··· TASK INPUT
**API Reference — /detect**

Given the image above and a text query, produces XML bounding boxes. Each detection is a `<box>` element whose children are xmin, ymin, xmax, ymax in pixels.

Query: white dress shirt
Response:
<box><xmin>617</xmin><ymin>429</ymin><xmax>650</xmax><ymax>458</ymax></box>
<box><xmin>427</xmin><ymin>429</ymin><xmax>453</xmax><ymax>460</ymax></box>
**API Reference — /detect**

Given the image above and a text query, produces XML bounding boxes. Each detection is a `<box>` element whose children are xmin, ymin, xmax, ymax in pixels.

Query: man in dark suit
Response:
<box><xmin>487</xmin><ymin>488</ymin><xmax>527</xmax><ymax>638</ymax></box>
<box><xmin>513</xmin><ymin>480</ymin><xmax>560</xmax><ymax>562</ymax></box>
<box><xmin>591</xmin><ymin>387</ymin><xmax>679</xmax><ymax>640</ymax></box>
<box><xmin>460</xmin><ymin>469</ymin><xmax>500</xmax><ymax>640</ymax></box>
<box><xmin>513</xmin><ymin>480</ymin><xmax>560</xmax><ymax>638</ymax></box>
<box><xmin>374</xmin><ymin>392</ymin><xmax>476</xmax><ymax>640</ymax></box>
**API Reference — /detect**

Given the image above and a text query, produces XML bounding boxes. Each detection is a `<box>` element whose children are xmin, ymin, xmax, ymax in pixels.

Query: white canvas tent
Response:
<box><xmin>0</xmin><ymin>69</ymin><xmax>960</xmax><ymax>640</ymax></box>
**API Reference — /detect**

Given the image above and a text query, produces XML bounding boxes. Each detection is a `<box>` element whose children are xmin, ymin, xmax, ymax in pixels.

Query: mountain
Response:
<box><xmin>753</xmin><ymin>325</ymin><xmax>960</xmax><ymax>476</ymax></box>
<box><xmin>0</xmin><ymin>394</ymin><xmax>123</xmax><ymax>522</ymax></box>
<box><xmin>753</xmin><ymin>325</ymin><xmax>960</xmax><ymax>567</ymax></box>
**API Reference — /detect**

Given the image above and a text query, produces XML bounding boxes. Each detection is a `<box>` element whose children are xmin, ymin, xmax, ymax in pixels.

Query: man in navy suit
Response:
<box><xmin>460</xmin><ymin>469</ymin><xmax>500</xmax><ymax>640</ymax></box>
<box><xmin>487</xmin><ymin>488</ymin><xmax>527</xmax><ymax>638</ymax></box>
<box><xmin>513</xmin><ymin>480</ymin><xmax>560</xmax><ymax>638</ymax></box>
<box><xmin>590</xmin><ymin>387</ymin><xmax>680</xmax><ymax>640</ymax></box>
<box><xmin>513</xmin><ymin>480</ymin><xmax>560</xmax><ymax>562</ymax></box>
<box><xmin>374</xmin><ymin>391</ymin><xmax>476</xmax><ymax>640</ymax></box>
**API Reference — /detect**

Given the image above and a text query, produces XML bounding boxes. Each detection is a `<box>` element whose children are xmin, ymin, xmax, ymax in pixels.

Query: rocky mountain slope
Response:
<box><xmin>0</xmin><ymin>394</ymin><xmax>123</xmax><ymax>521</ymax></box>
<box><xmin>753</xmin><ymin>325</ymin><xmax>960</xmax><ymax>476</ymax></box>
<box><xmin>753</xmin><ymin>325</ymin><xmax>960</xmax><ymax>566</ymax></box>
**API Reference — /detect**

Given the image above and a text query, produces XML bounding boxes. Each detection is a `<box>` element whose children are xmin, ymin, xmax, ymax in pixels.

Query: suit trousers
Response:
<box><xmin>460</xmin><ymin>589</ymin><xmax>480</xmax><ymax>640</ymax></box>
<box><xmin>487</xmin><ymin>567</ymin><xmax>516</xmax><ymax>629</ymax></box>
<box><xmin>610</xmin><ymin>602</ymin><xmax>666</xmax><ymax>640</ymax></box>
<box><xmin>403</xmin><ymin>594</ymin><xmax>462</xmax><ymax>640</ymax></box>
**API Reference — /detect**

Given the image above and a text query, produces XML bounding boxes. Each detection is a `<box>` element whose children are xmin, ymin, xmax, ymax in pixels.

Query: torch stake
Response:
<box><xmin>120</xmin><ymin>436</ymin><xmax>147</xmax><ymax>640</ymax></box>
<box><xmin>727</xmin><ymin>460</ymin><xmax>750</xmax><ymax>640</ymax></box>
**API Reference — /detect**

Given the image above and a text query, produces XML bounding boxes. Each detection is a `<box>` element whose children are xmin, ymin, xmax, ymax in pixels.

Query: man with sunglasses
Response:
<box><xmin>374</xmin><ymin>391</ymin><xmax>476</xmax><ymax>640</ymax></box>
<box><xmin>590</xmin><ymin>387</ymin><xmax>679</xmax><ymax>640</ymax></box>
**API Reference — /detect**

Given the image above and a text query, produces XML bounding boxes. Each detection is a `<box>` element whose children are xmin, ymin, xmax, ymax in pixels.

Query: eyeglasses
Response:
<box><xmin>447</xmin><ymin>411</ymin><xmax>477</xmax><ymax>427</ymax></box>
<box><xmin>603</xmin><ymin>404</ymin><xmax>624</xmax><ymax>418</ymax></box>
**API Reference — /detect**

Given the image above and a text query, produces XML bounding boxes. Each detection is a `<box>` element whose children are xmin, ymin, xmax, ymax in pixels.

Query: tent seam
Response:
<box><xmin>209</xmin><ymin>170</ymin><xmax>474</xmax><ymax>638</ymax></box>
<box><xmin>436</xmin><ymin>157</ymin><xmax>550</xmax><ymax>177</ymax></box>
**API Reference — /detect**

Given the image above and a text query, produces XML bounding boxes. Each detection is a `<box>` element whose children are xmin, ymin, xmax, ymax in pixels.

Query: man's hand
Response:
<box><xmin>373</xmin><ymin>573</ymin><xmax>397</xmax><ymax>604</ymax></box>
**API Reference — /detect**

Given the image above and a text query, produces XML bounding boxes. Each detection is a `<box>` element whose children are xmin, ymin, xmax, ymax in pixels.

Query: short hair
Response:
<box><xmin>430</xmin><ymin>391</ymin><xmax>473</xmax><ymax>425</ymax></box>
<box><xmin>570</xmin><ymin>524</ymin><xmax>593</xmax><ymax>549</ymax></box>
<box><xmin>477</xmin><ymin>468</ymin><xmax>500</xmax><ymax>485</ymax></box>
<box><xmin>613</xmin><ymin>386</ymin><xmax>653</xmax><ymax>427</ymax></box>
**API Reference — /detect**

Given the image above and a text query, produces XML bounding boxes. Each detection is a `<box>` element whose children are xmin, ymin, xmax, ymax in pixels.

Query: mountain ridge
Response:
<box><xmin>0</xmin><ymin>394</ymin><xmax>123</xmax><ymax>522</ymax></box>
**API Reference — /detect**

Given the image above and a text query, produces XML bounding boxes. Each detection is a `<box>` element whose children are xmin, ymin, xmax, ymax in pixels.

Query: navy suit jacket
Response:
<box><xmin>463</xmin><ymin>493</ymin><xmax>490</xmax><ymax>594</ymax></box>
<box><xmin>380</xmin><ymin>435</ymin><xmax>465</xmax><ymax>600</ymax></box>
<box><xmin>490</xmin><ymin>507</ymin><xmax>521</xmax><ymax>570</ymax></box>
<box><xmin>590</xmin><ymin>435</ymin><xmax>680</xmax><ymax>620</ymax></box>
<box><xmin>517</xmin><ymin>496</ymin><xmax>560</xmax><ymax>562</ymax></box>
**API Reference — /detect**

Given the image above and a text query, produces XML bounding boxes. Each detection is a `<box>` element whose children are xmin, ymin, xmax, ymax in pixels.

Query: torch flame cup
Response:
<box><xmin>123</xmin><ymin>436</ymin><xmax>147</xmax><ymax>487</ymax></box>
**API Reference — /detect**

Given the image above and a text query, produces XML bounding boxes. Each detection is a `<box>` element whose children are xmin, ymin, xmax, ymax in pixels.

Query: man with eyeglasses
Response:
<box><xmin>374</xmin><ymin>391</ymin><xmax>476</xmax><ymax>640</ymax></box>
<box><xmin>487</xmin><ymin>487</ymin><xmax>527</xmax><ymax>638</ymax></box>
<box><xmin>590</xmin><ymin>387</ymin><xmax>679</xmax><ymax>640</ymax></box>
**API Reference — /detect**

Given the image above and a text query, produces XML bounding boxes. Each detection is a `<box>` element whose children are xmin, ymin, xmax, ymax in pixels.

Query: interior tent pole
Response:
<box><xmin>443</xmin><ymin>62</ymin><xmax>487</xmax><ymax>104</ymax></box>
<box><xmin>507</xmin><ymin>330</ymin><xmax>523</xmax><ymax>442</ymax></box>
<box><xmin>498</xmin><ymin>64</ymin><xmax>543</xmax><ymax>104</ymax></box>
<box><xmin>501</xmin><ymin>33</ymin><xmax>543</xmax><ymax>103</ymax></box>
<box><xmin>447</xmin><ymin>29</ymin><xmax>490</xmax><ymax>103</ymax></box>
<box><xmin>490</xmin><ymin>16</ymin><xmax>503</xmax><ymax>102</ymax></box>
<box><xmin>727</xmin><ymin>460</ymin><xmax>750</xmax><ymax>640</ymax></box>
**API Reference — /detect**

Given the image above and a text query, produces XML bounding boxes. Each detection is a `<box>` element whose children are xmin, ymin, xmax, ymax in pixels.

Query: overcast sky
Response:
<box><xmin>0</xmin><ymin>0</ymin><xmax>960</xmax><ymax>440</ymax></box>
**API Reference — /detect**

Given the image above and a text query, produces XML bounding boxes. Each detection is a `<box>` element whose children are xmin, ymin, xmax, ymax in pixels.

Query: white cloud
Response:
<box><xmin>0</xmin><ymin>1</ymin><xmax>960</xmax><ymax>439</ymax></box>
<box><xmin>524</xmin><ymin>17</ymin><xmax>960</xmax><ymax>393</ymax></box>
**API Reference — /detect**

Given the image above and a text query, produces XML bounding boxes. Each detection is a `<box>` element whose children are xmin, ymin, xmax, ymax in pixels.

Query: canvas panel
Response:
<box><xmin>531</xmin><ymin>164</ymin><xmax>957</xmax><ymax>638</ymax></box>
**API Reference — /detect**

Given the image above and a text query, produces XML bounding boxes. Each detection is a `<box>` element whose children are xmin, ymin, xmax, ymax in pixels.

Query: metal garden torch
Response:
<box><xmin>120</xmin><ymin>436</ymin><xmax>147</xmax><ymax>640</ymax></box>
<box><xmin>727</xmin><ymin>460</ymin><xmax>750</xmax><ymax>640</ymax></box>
······
**WHAT THE TASK ASKS:**
Return every line of the listing that contains the string "suit". Copy each such line unchanged.

**EXERCISE SOLUTION:**
Query: man in dark suit
Query: man in navy suit
Query: suit trousers
Query: navy suit jacket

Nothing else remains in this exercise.